◆ **GIVEN ENTRIES**:

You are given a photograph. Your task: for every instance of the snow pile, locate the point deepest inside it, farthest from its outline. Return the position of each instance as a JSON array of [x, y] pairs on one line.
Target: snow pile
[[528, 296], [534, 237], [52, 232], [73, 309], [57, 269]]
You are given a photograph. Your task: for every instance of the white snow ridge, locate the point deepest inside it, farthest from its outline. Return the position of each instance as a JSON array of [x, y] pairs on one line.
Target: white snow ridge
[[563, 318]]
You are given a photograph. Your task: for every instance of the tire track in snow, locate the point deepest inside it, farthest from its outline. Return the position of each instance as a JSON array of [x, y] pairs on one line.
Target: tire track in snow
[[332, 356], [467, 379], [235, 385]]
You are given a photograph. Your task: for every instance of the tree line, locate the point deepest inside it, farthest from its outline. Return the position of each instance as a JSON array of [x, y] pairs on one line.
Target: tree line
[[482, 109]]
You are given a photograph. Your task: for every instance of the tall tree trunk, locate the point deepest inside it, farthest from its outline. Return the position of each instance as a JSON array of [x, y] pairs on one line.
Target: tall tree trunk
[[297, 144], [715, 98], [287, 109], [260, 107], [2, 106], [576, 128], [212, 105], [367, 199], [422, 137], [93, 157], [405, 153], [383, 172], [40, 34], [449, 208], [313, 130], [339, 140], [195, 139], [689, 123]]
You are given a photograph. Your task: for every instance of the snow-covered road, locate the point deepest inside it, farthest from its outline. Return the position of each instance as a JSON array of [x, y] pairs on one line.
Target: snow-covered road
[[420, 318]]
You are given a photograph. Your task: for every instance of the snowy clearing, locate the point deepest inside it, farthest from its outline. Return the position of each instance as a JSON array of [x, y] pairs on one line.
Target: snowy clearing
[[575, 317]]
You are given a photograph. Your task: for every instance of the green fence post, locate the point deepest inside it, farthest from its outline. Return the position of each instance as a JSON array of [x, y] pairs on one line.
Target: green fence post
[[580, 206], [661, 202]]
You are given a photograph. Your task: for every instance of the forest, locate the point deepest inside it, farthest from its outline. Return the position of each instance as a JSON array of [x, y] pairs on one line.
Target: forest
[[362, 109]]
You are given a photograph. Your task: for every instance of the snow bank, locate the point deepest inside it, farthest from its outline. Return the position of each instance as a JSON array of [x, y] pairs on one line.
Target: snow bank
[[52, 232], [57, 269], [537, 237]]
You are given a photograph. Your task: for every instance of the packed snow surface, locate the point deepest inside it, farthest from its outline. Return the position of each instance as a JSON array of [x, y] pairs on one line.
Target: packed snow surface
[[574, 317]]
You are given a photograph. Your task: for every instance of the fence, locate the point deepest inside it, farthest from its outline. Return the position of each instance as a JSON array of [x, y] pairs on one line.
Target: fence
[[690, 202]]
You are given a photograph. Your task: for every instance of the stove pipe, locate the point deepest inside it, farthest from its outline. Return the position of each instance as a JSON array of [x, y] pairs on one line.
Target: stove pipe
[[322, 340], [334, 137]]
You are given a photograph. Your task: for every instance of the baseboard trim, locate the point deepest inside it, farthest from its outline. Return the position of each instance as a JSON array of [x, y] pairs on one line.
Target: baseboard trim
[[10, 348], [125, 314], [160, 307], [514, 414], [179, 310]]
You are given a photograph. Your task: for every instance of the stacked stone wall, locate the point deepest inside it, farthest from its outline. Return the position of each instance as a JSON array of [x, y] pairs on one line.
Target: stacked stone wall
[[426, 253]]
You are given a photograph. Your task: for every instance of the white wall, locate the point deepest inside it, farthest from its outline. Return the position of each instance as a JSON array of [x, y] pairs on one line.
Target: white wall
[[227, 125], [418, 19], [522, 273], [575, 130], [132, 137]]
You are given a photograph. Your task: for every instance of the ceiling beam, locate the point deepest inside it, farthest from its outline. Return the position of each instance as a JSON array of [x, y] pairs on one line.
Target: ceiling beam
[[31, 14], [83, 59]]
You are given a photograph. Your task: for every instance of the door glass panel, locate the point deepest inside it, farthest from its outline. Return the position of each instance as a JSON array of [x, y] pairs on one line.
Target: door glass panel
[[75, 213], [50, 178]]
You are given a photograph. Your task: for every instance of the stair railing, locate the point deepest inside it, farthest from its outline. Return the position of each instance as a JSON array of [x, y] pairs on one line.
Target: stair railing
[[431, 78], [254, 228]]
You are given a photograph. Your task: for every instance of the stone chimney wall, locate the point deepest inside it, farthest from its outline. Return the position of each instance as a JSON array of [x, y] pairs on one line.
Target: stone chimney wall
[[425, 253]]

--

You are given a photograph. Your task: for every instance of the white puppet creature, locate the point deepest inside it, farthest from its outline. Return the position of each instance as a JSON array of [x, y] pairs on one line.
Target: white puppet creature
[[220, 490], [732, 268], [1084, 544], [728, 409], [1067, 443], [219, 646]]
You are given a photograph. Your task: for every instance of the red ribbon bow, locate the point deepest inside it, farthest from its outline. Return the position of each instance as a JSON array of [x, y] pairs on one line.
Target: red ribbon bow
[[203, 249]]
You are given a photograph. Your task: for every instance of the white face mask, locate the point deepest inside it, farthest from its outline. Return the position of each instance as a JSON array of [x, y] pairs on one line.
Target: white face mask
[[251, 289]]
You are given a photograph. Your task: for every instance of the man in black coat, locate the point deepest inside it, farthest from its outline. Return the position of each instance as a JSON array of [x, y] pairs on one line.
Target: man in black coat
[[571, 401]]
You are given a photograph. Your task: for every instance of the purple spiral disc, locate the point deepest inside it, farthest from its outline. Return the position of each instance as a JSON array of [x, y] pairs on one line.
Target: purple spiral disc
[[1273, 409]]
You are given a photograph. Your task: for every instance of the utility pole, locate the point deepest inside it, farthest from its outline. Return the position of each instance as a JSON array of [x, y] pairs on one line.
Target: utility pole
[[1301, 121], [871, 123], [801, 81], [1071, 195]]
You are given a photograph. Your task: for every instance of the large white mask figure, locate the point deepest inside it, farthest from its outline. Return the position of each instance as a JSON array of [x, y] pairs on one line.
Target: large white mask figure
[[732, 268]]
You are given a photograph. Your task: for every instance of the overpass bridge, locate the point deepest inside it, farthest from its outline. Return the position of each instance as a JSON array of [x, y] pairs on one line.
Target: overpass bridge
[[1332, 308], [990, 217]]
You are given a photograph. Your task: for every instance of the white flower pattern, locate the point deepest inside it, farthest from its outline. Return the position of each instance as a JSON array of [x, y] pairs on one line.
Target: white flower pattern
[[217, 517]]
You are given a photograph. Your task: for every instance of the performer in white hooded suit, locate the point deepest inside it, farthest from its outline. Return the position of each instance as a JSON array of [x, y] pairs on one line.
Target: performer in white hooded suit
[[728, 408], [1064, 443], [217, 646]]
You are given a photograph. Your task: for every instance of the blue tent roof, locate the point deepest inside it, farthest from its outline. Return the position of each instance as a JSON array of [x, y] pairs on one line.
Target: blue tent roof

◆ **WHAT YOU NEED TO DO**:
In the listing above, find the line holding "of the performer" and the line holding "Target: blue tent roof", then output those two lines and every line between them exactly.

◆ **OUTPUT OF THE TASK**:
You are given a photograph. Your task: for every instance of the performer in white hooded suit, locate the point deepest inside it, farthest from its outline. Return the position of each instance as a JSON array of [x, y] pairs on one line.
Target: performer in white hooded suit
[[728, 408], [1064, 443], [217, 646]]
You are given a photograph. Your task: for every instance of the blue tent roof, locate the point deepest inside it, farthest from its outline. Return the position of each instance as a JSON array of [x, y] pairs on one line.
Target: blue tent roof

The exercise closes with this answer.